#### [Texto extraído]
• • •

Todos os institutos do Direito Civil vêm perdendo a estrutura abstrata e generalizante para, aos poucos, substituí-las por disciplinas legislativas cada vez mais concretas (1). Com o intervencionismo estatal consagrado pela Constituição de 1988, institucionaliza-se a interferência do Estado nas relações contratuais, "definindo limites, diminuindo os riscos do insucesso e protegendo camadas da população que, mercê daquela igualdade aparente e informal, ficavam à margem de todo o processo de desenvolvimento econômico, em situação de ostensiva desvantagem" (2).
Nessa nova estrutura, o contrato, típico instituto do Direito Privado, vem sofrendo uma série de alterações conceituais e a antiga visão de autonomia plena da vontade perde espaço para uma elaboração mais voltada para a realidade social dos envolvidos na relação contratual. Aqui, segundo aponta a melhor doutrina italiana, percebe-se que não se pode mais falar em Princípio da Autonomia da Vontade mas em Autonomia Privada.
Como se sabe, e tal fato constitui uma realidade social, dificilmente a parte consegue manifestar de forma plena e inequívoca a sua vontade no momento negocial. Esse elemento tão raro e inerente à própria dignidade da pessoa humana perdeu o papel orientador que tinha no passado eis que vivemos sob a égide do "Impérios dos Contratos-Modelo".
Sob esta ótica, muito se fala, no âmbito do Direito Civil, na socialização dos velhos conceitos herdados do Direito Romano, o que leva a um conflito na mente dos estudiosos da ciência jurídica, levando à conclusões erradas quanto às transformações no seu âmbito privado (3).
O contrato, cerne principal da relações privadas, como destacam vários doutrinadores, não poderia ficar alheio à tal fenômeno de evolução. Como bem observa Caio Mário da Silva Pereira, sendo o contrato conceito intimamente relacionado à vontade humana e suscetível de influência pelas transformações pelas quais passam os interesses da sociedade, não poderia ficar alheio às modificações sociais.
O nobre doutrinador menciona que várias são as facetas de evolução social, podendo-se falar em evolução etimológica, em evolução biológica, em evolução lingüística, em evolução antropológica e, claro, em evolução do contrato, uma "transformação temporal ou espacial " pela qual passa o instituto. (4)
Lembramos a importância do instituto "contrato" para o Direito Privado. No nosso caso, interessante auferir que vários livros do Código Civil em vigor, senão todos, são de vital importância para o instituto em análise.

• • •

#### [Objetivos]
a: Resuma em duas frases o texto sobre a evolução do contrato no Direito Civil.
b: Prolongue o texto sobre a evolução do contrato no Direito Civil, começando logo depois da última frase dele.

• • •

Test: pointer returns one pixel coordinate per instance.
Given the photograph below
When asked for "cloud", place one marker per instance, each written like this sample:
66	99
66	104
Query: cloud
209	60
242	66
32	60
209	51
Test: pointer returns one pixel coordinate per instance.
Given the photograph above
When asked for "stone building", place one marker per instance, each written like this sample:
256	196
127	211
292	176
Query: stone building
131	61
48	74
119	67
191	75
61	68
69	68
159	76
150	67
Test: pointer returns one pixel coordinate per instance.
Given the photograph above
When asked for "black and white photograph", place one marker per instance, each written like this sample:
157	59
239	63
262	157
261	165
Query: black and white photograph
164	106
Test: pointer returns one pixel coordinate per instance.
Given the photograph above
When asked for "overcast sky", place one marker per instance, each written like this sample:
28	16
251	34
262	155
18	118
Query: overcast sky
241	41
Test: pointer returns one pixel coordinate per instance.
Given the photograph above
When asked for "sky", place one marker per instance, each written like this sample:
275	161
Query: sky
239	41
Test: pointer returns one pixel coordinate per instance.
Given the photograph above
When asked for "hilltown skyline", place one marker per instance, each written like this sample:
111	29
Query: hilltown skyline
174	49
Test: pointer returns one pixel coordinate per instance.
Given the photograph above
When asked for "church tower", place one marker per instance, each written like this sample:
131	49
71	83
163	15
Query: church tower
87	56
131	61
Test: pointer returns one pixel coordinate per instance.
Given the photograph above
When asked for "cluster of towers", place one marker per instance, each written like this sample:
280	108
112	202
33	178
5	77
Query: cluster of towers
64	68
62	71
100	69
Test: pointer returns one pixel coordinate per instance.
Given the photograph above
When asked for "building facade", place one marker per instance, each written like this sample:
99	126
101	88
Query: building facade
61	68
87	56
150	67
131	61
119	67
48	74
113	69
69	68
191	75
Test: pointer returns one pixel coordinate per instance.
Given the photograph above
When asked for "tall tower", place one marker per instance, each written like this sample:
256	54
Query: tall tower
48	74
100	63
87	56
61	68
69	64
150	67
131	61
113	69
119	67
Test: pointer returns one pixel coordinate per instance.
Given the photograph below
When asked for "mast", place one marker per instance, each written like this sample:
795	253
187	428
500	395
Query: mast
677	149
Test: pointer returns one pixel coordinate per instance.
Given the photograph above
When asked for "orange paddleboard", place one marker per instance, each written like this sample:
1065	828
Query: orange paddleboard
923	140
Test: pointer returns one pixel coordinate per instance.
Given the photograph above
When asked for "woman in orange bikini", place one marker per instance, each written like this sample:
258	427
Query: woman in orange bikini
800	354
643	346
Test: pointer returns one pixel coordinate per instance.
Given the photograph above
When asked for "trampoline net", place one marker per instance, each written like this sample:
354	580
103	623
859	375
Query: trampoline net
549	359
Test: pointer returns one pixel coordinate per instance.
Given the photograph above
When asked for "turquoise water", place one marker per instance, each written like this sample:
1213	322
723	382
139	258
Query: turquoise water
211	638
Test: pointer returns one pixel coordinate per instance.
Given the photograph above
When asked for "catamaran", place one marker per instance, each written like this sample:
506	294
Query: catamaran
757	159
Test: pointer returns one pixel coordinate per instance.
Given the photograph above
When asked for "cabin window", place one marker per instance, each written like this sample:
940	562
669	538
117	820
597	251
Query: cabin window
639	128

• • •

#### [Problemas resolvidos]
a: Com o intervencionismo estatal consagrado pela Constituição de 1988, o Estado passou a interferir nas relações contratuais, e o contrato vem sofrendo alterações conceituais em que a antiga autonomia plena da vontade perde espaço para a autonomia privada. Como observa Caio Mário da Silva Pereira, por estar intimamente ligado à vontade humana e às transformações dos interesses da sociedade, o contrato não poderia ficar alheio às modificações sociais.

b:
Sendo o contrato negócio jurídico, não se pode olvidar a importância da Parte Geral do Novo Código Civil para a existência e validade dos pactos celebrados. Vital o estudo dos elementos essenciais, acidentais e naturais do negócio jurídico, eis que também são os esses elementos formadores e orientadores do contrato. Os defeitos ou vícios do negócio jurídico são de grande valia à matéria contratual, já que geram a anulabilidade ou nulidade do pacto em diversas situações. As situações em que se tem a nulidade e anulabilidade do negócio jurídico são plenamente aplicáveis aos contratos, hipóteses em que se tem a extinção dos contratos por ineficácia contratual.
O capítulo do Código Civil que trata da Teoria Geral das Obrigações também é de grande importância para a concepção dos contratos, já que os mesmos constituem a principal fonte do direito obrigacional. No contrato se tem uma relação jurídica transitória entre credor e devedor, várias obrigações de dar, fazer ou não fazer, solidariedade, obrigações divisíveis e indivisíveis, obrigações singulares e plurais. Os contratos têm extinção normal pelo cumprimento, pelo pagamento direto, mas também por consignação em pagamento, imputação, sub-rogação, dação em pagamento, novação, compensação, confusão e remissão de dívidas.
Tem-se também no Código Civil um capítulo que trata da Teoria Geral dos Contratos, onde se propõe nova concepção do instituto, de acordo com o Princípio da Socialidade concebido pela nova codificação e muitas vezes mencionado pelo seu principal idealizador, que dispensa apresentações. Aqui, a função social do contrato e a boa-fé objetiva são concebidos como verdadeiros princípios orientadores da matéria contratual.
Na parte em que se estuda os contratos em espécie, o aplicador da norma terá à sua disposição os ditames naturais de cada instituto negocial. O Novo Código Civil inova trazendo outros contratos com institutos típicos, o que não é objeto central do nosso estudo, mas que merece realce. O jurista, desse modo, deve estar inteirado das regras previstas na codificação privada, aplicáveis a cada figura contratual, mas sem perder de vista também as leis especiais, caso, por exemplo, da Lei de Locação (Lei nº 8.245/91), da Lei de Direitos Autorais (Lei nº 9.610/98) e do Código de Defesa do Consumidor (Lei nº 8.078/90), de grande valia para a figura jurídica em questão.
Sem prejuízo de outras leis especiais, percebe-se que quase todo o Código Civil está dedicado aos negócios jurídicos e aos contratos, lembrando também que mesmo os livros de Direito de Família e Direito das Sucessões também são relacionados com o instituto. Lembramos que muitos consideram o casamento como sendo um contrato "sui generis", e o testamento, verdadeiro negócio jurídico unilateral.
Na realidade, o Novo Código Civil, em vários dos seus artigos, concebe de forma plena a conscientização normativa da alteração dos velhos institutos do Direito Civil, exprimindo a função social do contrato como fonte necessária para a harmonização dos interesses privativos dos contratantes com os interesses de toda a coletividade.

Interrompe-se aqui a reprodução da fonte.